Work to complete:
Using the entries that follow, write out the line containing "Mark a point on each instance of the man in dark", the line containing "Mark a point on each instance of the blade", and every line between them, exactly and nothing else.

Dataset entries

---

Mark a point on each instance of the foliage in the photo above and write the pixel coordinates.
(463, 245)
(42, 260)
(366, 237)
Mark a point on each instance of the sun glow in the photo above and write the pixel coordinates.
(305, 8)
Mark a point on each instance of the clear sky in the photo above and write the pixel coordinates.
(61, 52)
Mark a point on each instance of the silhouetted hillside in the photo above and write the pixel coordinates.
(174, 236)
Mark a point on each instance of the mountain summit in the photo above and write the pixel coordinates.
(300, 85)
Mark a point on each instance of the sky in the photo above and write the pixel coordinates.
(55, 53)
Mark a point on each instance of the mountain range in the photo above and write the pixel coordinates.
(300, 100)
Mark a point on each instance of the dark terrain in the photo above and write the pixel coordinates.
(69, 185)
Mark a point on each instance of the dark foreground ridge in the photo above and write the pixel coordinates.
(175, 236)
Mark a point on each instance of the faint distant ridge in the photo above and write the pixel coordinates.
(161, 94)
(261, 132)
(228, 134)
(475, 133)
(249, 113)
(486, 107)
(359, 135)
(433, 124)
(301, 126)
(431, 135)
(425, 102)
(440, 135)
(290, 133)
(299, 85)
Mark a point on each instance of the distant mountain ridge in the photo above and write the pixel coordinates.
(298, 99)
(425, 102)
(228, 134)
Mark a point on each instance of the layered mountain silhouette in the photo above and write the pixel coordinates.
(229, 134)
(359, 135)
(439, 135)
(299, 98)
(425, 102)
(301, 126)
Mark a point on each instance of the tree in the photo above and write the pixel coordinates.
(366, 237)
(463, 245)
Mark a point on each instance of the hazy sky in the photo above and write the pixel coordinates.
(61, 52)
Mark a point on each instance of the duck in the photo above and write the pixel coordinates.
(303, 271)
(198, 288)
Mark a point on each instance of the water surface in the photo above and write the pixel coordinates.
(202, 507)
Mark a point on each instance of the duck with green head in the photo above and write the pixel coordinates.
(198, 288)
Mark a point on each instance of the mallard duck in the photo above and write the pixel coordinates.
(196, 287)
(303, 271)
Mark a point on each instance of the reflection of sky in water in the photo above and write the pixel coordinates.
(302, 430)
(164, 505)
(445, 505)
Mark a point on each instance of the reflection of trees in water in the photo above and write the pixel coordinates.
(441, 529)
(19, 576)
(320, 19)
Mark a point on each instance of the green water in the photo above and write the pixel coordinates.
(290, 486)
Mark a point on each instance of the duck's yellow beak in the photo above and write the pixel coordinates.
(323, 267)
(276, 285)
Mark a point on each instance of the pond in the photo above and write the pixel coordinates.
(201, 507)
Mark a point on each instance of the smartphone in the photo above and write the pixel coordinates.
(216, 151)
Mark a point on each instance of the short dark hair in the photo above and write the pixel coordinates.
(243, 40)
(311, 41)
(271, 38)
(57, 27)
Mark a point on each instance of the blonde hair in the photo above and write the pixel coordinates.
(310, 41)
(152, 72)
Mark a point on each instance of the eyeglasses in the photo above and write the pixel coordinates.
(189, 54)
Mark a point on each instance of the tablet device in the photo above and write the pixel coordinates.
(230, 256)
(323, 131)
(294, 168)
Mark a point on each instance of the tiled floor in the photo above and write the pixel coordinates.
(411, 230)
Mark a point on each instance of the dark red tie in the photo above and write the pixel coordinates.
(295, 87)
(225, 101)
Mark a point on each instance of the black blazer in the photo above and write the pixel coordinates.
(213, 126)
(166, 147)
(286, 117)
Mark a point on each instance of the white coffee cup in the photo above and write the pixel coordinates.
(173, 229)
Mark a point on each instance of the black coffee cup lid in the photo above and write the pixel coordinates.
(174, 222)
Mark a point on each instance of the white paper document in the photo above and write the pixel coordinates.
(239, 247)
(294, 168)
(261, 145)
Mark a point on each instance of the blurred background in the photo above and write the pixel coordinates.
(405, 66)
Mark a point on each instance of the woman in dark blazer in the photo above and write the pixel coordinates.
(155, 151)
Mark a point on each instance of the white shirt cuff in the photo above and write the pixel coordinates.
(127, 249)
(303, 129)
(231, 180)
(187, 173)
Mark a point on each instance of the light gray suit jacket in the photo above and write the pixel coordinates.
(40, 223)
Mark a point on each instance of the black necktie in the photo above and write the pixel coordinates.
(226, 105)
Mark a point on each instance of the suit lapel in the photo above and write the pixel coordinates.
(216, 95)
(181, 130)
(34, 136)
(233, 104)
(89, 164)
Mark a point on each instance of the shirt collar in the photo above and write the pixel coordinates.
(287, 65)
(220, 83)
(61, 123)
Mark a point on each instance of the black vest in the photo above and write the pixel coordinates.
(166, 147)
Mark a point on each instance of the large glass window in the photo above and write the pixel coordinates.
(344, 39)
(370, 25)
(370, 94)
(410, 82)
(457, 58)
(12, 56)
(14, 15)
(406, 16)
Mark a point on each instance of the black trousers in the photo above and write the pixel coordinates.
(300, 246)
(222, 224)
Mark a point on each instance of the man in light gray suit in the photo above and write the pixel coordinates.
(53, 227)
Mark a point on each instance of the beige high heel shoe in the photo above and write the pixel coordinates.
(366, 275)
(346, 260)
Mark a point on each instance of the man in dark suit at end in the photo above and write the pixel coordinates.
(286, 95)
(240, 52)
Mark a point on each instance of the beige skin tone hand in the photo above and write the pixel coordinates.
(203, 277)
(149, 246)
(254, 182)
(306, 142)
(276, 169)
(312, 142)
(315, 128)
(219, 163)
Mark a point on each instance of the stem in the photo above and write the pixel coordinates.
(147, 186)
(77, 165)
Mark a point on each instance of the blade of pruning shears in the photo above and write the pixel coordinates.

---

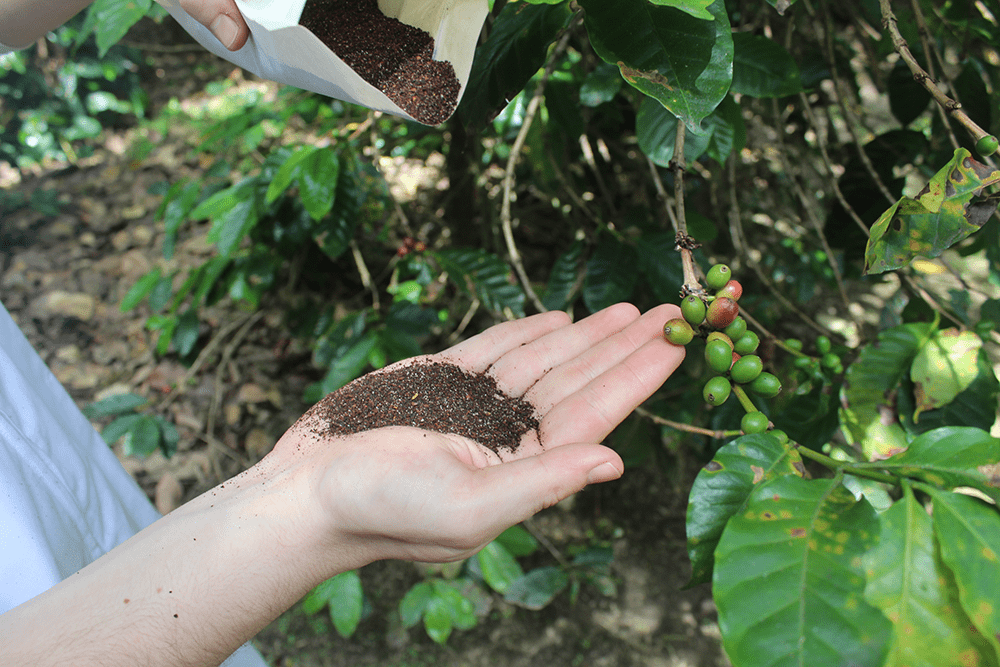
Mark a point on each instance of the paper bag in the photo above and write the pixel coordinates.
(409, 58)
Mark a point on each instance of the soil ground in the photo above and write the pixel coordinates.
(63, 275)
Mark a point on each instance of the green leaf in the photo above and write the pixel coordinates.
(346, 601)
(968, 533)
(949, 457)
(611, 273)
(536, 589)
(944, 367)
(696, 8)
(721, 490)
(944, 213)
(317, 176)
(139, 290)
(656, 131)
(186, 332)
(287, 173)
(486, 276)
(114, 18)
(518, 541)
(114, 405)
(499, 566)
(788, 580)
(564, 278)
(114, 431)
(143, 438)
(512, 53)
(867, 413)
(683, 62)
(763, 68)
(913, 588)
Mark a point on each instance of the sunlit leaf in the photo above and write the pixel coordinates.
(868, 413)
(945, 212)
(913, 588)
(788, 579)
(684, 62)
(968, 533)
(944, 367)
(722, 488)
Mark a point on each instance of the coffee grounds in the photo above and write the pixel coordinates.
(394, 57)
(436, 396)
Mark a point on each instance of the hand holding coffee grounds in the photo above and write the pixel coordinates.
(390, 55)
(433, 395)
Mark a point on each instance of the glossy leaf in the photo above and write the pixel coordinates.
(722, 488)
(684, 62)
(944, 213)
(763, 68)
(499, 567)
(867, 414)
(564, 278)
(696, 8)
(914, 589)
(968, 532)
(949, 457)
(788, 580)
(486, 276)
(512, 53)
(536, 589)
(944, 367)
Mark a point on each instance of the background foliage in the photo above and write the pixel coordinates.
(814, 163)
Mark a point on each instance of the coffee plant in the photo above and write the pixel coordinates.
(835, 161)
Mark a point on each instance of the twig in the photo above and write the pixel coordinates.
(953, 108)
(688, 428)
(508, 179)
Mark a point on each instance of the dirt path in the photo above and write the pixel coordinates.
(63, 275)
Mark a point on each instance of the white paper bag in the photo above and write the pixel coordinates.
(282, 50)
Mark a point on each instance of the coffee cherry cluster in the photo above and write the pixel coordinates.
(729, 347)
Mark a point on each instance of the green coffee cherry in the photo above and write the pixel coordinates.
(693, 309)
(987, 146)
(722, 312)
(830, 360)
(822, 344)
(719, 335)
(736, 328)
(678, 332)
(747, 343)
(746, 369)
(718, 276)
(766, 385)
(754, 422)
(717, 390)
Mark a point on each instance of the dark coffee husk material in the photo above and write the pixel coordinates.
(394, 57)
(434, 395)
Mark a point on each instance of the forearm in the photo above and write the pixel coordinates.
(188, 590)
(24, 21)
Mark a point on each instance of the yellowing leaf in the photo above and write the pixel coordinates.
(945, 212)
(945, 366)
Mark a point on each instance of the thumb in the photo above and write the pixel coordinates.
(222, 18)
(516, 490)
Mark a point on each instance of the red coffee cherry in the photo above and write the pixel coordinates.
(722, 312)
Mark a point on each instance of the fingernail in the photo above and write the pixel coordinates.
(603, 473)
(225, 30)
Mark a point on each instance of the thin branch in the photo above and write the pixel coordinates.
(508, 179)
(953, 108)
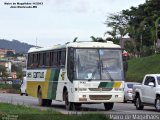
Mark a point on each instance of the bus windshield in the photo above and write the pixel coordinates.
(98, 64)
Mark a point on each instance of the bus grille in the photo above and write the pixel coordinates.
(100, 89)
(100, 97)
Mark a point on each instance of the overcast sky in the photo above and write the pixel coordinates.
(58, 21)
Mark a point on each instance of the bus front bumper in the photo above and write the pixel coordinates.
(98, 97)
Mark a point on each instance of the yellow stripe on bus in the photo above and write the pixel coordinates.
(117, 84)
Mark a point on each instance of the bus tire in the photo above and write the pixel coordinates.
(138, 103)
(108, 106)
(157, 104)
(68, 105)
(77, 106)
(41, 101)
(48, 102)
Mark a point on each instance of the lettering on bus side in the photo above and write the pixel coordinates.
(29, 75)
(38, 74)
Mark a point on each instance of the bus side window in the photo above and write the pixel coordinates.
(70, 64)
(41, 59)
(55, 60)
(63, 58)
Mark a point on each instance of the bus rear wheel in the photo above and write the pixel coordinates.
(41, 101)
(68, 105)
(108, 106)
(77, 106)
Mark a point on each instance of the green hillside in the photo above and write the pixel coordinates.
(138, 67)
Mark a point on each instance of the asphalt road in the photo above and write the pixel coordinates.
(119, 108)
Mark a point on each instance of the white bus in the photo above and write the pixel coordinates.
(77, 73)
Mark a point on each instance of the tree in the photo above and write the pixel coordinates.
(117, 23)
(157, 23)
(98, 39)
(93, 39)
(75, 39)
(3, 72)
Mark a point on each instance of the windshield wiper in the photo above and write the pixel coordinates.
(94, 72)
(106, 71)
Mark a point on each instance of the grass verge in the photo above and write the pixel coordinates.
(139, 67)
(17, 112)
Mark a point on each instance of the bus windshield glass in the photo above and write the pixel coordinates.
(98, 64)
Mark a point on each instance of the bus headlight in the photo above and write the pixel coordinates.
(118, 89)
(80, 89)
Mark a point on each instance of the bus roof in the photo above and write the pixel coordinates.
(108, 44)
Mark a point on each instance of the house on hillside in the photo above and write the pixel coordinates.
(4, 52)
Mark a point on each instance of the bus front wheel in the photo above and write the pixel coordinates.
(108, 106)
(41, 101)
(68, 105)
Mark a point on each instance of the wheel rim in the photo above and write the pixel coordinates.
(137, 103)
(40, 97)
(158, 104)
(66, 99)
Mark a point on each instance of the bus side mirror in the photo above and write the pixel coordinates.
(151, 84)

---

Expected answer:
Mark a point on each instance of the man in dark suit at end in the photo above and write the pixel coordinates.
(286, 95)
(240, 52)
Mark a point on each instance of the beige skin tone hand in the photo above and write the pixel coordinates.
(203, 277)
(149, 246)
(254, 182)
(306, 142)
(276, 169)
(312, 142)
(315, 128)
(219, 163)
Mark a point on each instance of the stem in the photo above and write the pixel coordinates.
(147, 186)
(77, 165)
Mark a point on each instance of the blade of pruning shears in the photo above and write the pixel coordinates.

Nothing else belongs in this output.